Choosing a Liberal Arts Education
15 skills every employer needs
- Employers want people who are comfortable with subjectivity and ambiguity. Often there are multiple solutions or approaches to solving a problem. Many jobs require nuanced thinking – that which is not simply black and white and that which digs beneath the surface.
- Problem solving and the ability to approach a problem from multiple and informed perspectives is desirable. It means you understand that most issues are multifaceted and multidimensional, requiring a broad knowledge base in addition to specialized training. Employers value workers who have mastered a content base but who also have breadth of knowledge and can put that knowledge to work in solving problems.
- Employees must have excellent verbal communication abilities. They need to be able to clearly articulate their ideas to communicate effectively with co-workers and to they people they serve. A good vocabulary, both expressive and logical thought, as well as rapport are important.
- Active listening or the ability to hear and fully understand another's ideas and opinions is necessary in effective communication. An employee must be able to give thoughtful consideration to others, especially when there are differing opinions.
- Employees must have excellent written communication skills. That includes being able to spell and use correct grammar. Employers want people who can write for different levels of understanding and for different purposes.
- Employees need to have excellent research skills. They need to be willing to dig to get accurate and meaningful data. Data collection methods such as conducting surveys, interviewing, utilizing databases and observation are valued. Archival research and online web-sourcing are also useful tools to have.
- Employers want people who have excellent analytical skills, people who can organize information and people who can process complex data sets. Both qualitative and quantitative analysis methods are important.

====

* WHAT TO DO *
[A] Why does the list of employer skills call it desirable to approach a problem from multiple informed perspectives?
[B] Which data collection methods does the list of employer skills say are valued?
The records that follow come from a different source than the list of employer skills.

====

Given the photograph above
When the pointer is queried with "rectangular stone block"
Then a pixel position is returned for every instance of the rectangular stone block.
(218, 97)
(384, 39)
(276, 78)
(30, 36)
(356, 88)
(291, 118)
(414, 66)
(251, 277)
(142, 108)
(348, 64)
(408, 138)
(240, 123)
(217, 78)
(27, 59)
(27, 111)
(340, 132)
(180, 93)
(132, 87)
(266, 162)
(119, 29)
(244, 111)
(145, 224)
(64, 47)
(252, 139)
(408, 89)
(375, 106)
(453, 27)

====

* TASK-BY-TASK SOLUTIONS *
[A] Doing so shows an understanding that most issues are multifaceted and multidimensional. Such issues require a broad knowledge base in addition to specialized training.

[B] Conducting surveys, interviewing, utilizing databases and observation.